**HOW TO COMPLETE THIS TASK**
The answer must be every entry below, word for word, with the pictures left out.

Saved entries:
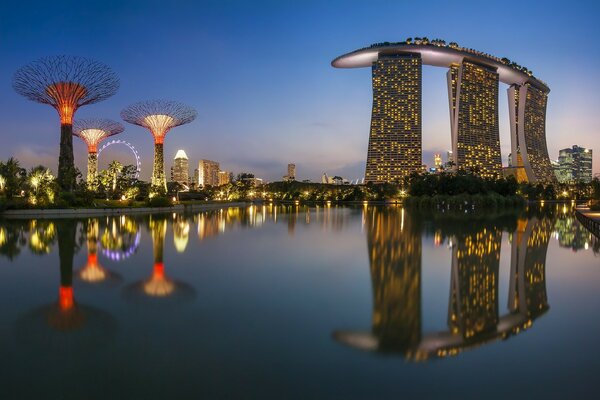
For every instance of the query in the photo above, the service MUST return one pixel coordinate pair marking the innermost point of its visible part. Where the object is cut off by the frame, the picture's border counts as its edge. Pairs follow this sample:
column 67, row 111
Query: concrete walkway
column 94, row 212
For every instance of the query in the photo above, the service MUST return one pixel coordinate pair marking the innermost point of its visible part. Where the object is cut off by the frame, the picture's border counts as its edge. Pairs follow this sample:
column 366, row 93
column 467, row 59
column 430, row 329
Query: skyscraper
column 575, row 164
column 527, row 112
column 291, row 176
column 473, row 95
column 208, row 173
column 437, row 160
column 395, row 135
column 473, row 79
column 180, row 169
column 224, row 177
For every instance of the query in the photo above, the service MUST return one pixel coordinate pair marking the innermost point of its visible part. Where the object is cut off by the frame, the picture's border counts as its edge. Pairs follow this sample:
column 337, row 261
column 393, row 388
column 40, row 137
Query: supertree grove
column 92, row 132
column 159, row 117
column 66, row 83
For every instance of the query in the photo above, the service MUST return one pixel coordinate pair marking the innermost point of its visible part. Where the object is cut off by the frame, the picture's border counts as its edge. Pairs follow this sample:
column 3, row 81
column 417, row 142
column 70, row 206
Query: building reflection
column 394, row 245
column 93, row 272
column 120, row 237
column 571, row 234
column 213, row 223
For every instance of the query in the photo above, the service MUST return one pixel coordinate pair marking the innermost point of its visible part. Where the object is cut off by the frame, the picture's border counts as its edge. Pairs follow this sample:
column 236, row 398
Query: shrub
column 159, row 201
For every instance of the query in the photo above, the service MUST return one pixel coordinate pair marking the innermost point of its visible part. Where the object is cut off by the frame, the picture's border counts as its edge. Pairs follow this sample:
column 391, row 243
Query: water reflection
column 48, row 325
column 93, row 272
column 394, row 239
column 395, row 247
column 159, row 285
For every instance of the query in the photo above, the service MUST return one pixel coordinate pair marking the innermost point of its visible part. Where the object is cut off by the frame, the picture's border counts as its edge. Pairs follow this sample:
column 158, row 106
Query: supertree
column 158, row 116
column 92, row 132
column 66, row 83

**WRITTEN RESPONSE**
For every instance of the query in the photo above, the service MUST return one pixel coordinate pair marking the innermost point of its visible part. Where the object is cut off by the frame, the picture's border counts as its edge. Pairs follow this sample:
column 67, row 111
Query: concrete walkway
column 94, row 212
For every instance of the query in the photo above, the service MUST return one pixel coordinate pair marking the innermost point of its visible part. Where the object is cut off by the frame, the picture's border counts as its edge. Pairs follow this sample:
column 366, row 93
column 467, row 59
column 430, row 329
Query: skyscraper
column 575, row 164
column 527, row 112
column 291, row 176
column 473, row 95
column 208, row 173
column 437, row 160
column 395, row 135
column 473, row 79
column 180, row 169
column 224, row 177
For every instance of the query in the photo above, the service MUST return one pixel coordinate pair marking the innermost point of its visible part. Where the object is cut off by the frame, the picture's border counts as its edge. Pairs follow this sample:
column 337, row 261
column 393, row 388
column 40, row 137
Query: supertree grove
column 92, row 132
column 159, row 117
column 66, row 83
For every instance of the query in the photo above, the service MUST return one pixel coordinate pair marking the innermost point of its visible part. Where the object is cut off by the frame, the picture's border counts as its edge. Pairs follow this sample:
column 3, row 81
column 417, row 142
column 70, row 206
Query: building reflection
column 394, row 245
column 93, row 272
column 120, row 237
column 571, row 234
column 213, row 223
For every instance of the query in the photo above, the service MUST return one pixel coordinate pair marking the innermost point of its visible part. Where the object is cut off by the frame, the picture's border counts as its edge. Pairs follow this sample:
column 236, row 398
Query: shrub
column 159, row 201
For every instance of the query in the photo above, the service MUST return one pixel coordinate pair marking the innermost point of its visible part. Where the object is cut off by the frame, the picture's border counts as its edge. Pairs follow this sample:
column 391, row 243
Query: water reflection
column 48, row 325
column 93, row 272
column 394, row 239
column 395, row 247
column 159, row 285
For every instance of the query in the photo above, the service MUST return one pixel coordinate pair marking the innermost point of its visible part. Where the object is cut off by the frame, the picture's border counts as its edge. Pairs follow this sample:
column 158, row 106
Query: supertree
column 158, row 116
column 92, row 132
column 66, row 83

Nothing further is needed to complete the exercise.